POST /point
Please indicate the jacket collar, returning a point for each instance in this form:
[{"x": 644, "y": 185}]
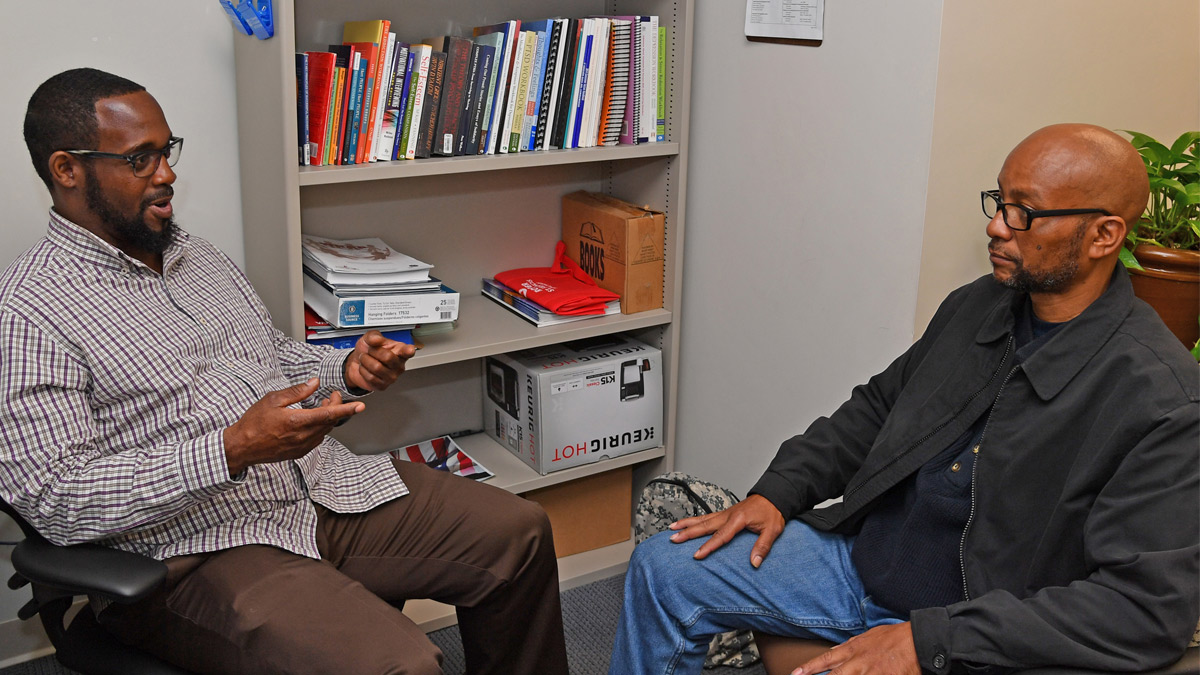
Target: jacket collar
[{"x": 1067, "y": 352}]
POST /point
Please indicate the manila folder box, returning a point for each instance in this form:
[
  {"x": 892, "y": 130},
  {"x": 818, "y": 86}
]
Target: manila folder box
[
  {"x": 588, "y": 513},
  {"x": 618, "y": 244},
  {"x": 574, "y": 404}
]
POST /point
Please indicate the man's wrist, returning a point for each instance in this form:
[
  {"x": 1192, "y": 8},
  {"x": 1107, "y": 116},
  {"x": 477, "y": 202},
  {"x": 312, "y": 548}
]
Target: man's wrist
[{"x": 346, "y": 378}]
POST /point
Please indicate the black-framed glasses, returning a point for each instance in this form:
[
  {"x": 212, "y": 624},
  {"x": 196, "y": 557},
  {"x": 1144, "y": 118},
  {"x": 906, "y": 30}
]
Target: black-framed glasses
[
  {"x": 147, "y": 161},
  {"x": 1019, "y": 216}
]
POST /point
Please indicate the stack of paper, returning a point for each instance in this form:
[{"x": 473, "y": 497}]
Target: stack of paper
[{"x": 366, "y": 284}]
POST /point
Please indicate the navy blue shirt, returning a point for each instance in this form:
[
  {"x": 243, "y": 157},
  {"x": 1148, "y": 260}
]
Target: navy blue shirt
[{"x": 907, "y": 549}]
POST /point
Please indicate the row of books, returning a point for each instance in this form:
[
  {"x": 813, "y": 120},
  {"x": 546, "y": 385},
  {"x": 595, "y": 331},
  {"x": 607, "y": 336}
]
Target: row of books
[
  {"x": 513, "y": 87},
  {"x": 352, "y": 285}
]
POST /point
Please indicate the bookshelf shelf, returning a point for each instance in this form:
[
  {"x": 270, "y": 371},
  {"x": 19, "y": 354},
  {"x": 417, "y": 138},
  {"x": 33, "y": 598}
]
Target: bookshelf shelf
[
  {"x": 486, "y": 328},
  {"x": 469, "y": 217},
  {"x": 449, "y": 166}
]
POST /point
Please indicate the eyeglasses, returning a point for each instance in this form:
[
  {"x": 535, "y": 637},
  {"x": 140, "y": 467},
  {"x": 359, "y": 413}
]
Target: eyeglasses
[
  {"x": 145, "y": 162},
  {"x": 1019, "y": 216}
]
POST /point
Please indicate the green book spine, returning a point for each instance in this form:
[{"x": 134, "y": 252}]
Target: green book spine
[{"x": 408, "y": 112}]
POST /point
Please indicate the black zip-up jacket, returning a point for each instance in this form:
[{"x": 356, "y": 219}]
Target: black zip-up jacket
[{"x": 1083, "y": 547}]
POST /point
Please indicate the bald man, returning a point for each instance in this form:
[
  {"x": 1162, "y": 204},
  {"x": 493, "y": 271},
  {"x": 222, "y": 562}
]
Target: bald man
[{"x": 1018, "y": 489}]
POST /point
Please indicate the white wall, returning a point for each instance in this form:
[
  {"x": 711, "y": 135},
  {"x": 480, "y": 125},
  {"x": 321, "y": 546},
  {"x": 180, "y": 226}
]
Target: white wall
[
  {"x": 181, "y": 53},
  {"x": 1120, "y": 64},
  {"x": 805, "y": 204}
]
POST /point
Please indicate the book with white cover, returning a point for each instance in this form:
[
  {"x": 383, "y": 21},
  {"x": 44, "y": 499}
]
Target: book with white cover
[
  {"x": 348, "y": 311},
  {"x": 339, "y": 261}
]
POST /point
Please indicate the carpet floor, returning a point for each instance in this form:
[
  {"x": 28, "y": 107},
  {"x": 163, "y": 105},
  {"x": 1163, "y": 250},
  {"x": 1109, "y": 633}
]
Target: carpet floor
[{"x": 589, "y": 619}]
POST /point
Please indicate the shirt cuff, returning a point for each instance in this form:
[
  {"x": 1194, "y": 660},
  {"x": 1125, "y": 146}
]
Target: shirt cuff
[
  {"x": 778, "y": 491},
  {"x": 331, "y": 372},
  {"x": 931, "y": 637},
  {"x": 203, "y": 466}
]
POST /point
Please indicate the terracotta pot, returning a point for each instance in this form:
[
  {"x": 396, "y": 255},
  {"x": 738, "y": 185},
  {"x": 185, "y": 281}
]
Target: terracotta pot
[{"x": 1170, "y": 284}]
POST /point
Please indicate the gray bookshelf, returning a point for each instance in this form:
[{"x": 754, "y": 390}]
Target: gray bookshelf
[{"x": 471, "y": 217}]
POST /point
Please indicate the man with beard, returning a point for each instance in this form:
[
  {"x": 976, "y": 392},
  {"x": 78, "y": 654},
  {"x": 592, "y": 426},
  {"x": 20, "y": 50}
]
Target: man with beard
[
  {"x": 151, "y": 406},
  {"x": 1018, "y": 489}
]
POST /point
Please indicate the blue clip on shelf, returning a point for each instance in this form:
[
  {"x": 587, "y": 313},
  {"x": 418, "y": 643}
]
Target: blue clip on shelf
[{"x": 251, "y": 17}]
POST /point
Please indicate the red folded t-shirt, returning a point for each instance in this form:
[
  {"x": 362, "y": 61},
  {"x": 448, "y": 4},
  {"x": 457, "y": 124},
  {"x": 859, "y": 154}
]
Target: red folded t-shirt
[{"x": 562, "y": 287}]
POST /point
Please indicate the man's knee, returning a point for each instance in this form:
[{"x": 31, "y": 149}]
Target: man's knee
[{"x": 657, "y": 555}]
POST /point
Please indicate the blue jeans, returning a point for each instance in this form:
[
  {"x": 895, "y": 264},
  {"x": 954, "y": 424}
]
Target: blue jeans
[{"x": 805, "y": 587}]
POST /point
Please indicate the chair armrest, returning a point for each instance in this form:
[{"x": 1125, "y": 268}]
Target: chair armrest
[{"x": 119, "y": 575}]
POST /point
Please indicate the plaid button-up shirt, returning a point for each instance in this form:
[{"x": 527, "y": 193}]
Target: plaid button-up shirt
[{"x": 117, "y": 384}]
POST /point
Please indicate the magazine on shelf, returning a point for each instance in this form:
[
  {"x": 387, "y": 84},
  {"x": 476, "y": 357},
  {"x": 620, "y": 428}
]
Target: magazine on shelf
[
  {"x": 444, "y": 454},
  {"x": 347, "y": 261}
]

....................

Your objective:
The records above must be copied exactly, with no pictures carried over.

Finished exercise:
POST /point
Please indicate the jacket collar, returning a point for each instance in this form:
[{"x": 644, "y": 185}]
Target: jacket collar
[{"x": 1067, "y": 352}]
POST /point
Please indicate the manila folder box, returning a point for each instance in this form:
[
  {"x": 892, "y": 130},
  {"x": 818, "y": 86}
]
Target: manila folder box
[
  {"x": 588, "y": 513},
  {"x": 618, "y": 244},
  {"x": 574, "y": 404}
]
POST /point
Please indicate the man's wrist, returning a point for each instance in this form:
[
  {"x": 1192, "y": 8},
  {"x": 1107, "y": 116},
  {"x": 477, "y": 202},
  {"x": 312, "y": 548}
]
Target: man's wrist
[{"x": 346, "y": 378}]
POST /point
Please indicate the black-framed glasses, returning a point for each instance in this form:
[
  {"x": 212, "y": 624},
  {"x": 196, "y": 557},
  {"x": 1144, "y": 118},
  {"x": 906, "y": 30}
]
Target: black-framed glasses
[
  {"x": 147, "y": 161},
  {"x": 1019, "y": 216}
]
POST /point
Please indicate the stack of paper, returning a point for each instance in this form:
[{"x": 473, "y": 497}]
Target: stack of paper
[{"x": 366, "y": 284}]
POST /point
Please indicate the navy blue shirt, returning a point for each instance in this form:
[
  {"x": 243, "y": 157},
  {"x": 1148, "y": 260}
]
Target: navy blue shirt
[{"x": 907, "y": 549}]
POST /point
Please indicate the row of books, returning a point for each instance in this form:
[
  {"x": 813, "y": 120},
  {"x": 546, "y": 385},
  {"x": 595, "y": 331},
  {"x": 607, "y": 336}
]
Target: row of books
[
  {"x": 513, "y": 87},
  {"x": 352, "y": 285}
]
POST /point
Please indicate the bookshelf shelf, returning a point for each instance in this form:
[
  {"x": 270, "y": 371},
  {"x": 19, "y": 354},
  {"x": 417, "y": 138},
  {"x": 33, "y": 598}
]
Target: bookshelf shelf
[
  {"x": 486, "y": 328},
  {"x": 469, "y": 217},
  {"x": 449, "y": 166}
]
POST /point
Please indicate the eyeglasses, returning a point for each instance in this form:
[
  {"x": 535, "y": 637},
  {"x": 140, "y": 467},
  {"x": 359, "y": 413}
]
Target: eyeglasses
[
  {"x": 145, "y": 162},
  {"x": 1019, "y": 216}
]
POST /point
Please indicate the green book spine, returning a point for each instance in this form:
[{"x": 134, "y": 252}]
Target: green book spine
[{"x": 408, "y": 112}]
POST /point
Please indicate the black zip-up jacket, returning a point for each instance in this form:
[{"x": 356, "y": 219}]
Target: black zip-up jacket
[{"x": 1083, "y": 547}]
POST /point
Please indicate the bald man, returning a point for each instance in this form:
[
  {"x": 1162, "y": 204},
  {"x": 493, "y": 271},
  {"x": 222, "y": 562}
]
Target: bald man
[{"x": 1018, "y": 489}]
POST /point
Please indicate the white wall, returning a point for each instance in this form:
[
  {"x": 711, "y": 135},
  {"x": 480, "y": 125},
  {"x": 321, "y": 546},
  {"x": 180, "y": 226}
]
Target: white wall
[
  {"x": 181, "y": 53},
  {"x": 1120, "y": 64},
  {"x": 805, "y": 204}
]
POST /point
Please indicate the book with white cover, returning a point for each instance in this form:
[
  {"x": 383, "y": 21},
  {"x": 44, "y": 499}
]
Target: book with white cover
[
  {"x": 348, "y": 311},
  {"x": 339, "y": 261}
]
POST /point
Please indicate the carpet floor, returning a point for each instance in this form:
[
  {"x": 28, "y": 107},
  {"x": 163, "y": 105},
  {"x": 1163, "y": 250},
  {"x": 1109, "y": 633}
]
Target: carpet floor
[{"x": 589, "y": 619}]
POST /point
Please indicate the shirt cuff, returning a point for each instance in this form:
[
  {"x": 1194, "y": 660},
  {"x": 1125, "y": 146}
]
Target: shirt cuff
[
  {"x": 778, "y": 491},
  {"x": 331, "y": 372},
  {"x": 931, "y": 637},
  {"x": 203, "y": 466}
]
POST /point
Please indicate the terracotta pot, returning a point for each instance in this form:
[
  {"x": 396, "y": 255},
  {"x": 738, "y": 185},
  {"x": 185, "y": 281}
]
Target: terracotta pot
[{"x": 1170, "y": 284}]
POST /point
Please indicate the gray bookshelf, returning a point for each instance in this form:
[{"x": 754, "y": 390}]
Target: gray bookshelf
[{"x": 471, "y": 217}]
POST /point
Please indicate the man with beard, returning a point for each instance in this form:
[
  {"x": 976, "y": 392},
  {"x": 78, "y": 654},
  {"x": 592, "y": 426},
  {"x": 20, "y": 50}
]
Target: man with beard
[
  {"x": 151, "y": 406},
  {"x": 1018, "y": 489}
]
POST /point
Please indicate the blue clip on shelf, returning a point for each instance in this form:
[
  {"x": 587, "y": 313},
  {"x": 418, "y": 643}
]
Target: blue clip on shelf
[{"x": 251, "y": 17}]
POST /point
Please indicate the red folded t-shirt, returning a point for each instance in this form:
[
  {"x": 362, "y": 61},
  {"x": 448, "y": 4},
  {"x": 457, "y": 124},
  {"x": 859, "y": 154}
]
Target: red folded t-shirt
[{"x": 562, "y": 287}]
POST /point
Please indicate the man's knee, returning a point for each instance in this form:
[{"x": 31, "y": 149}]
Target: man's knee
[{"x": 657, "y": 555}]
POST /point
Please indicate the blue jeans, returning a point for each instance in this form:
[
  {"x": 895, "y": 264},
  {"x": 954, "y": 424}
]
Target: blue jeans
[{"x": 805, "y": 587}]
POST /point
Please indicate the chair armrest, returning a point for each instance in this form:
[{"x": 1125, "y": 268}]
Target: chair armrest
[{"x": 119, "y": 575}]
POST /point
Please indicate the plaid button-up shirt, returning a point for each instance in this form:
[{"x": 527, "y": 193}]
Target: plaid button-up shirt
[{"x": 117, "y": 384}]
POST /point
Please indicate the magazine on shelf, returning a point for each instance in this form:
[
  {"x": 387, "y": 84},
  {"x": 476, "y": 357},
  {"x": 620, "y": 428}
]
Target: magazine on shelf
[
  {"x": 444, "y": 454},
  {"x": 347, "y": 261}
]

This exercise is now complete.